#### Stored rows
════

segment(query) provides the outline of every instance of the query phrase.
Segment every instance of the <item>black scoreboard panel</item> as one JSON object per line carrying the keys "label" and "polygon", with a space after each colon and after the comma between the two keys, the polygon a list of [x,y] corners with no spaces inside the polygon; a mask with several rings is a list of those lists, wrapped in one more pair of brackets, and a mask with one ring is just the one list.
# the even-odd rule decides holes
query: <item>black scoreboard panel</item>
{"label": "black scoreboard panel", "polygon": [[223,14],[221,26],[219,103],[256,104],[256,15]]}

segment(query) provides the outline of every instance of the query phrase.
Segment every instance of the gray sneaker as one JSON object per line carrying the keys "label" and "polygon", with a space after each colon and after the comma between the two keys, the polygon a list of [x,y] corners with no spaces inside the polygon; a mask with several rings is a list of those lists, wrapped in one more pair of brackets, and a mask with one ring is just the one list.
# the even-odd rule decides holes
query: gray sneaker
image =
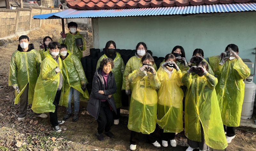
{"label": "gray sneaker", "polygon": [[79,113],[78,112],[74,112],[73,117],[72,117],[72,121],[73,122],[76,121],[78,120],[79,117]]}
{"label": "gray sneaker", "polygon": [[70,117],[71,117],[71,113],[69,114],[68,113],[67,113],[66,114],[63,116],[63,120],[66,121]]}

════

#### Do this
Rewrite the listing above as a numbered list, one line per item, leaving out the blank lines and the pictures.

#### Finished task
1. segment(query) provides the outline of every instance of the query phrase.
2. Segment every instance of the <item>black scoreboard panel</item> as one JSON object per line carrying the keys "label" and "polygon", with a space after each colon and after the comma between the two keys, the polygon a list of [x,y] corners with no spaces inside the polygon; a mask with several rings is a list of those lists, wrapped in one more pair of brackets, and a mask with one ring is just the one list.
3. # the even-odd rule decides holes
4. query: <item>black scoreboard panel</item>
5. {"label": "black scoreboard panel", "polygon": [[223,14],[221,26],[219,103],[256,104],[256,15]]}
6. segment(query) provides the outline of every instance of the query phrase.
7. Segment every instance of the gray sneaker as one JSON object per line carrying the keys "label" and "polygon", with a space after each colon and after the comma between the two keys, the polygon a list of [x,y] corners with no spaces inside the polygon; a mask with several rings is a list of those lists, wrapped in one more pair of brackets, and a mask with one ring is just the one list.
8. # the even-odd rule decides holes
9. query: gray sneaker
10. image =
11. {"label": "gray sneaker", "polygon": [[79,113],[78,112],[74,112],[73,117],[72,117],[72,121],[73,122],[76,121],[78,120],[79,117]]}
12. {"label": "gray sneaker", "polygon": [[70,117],[71,117],[71,113],[69,114],[68,113],[67,113],[66,114],[63,116],[63,120],[66,121]]}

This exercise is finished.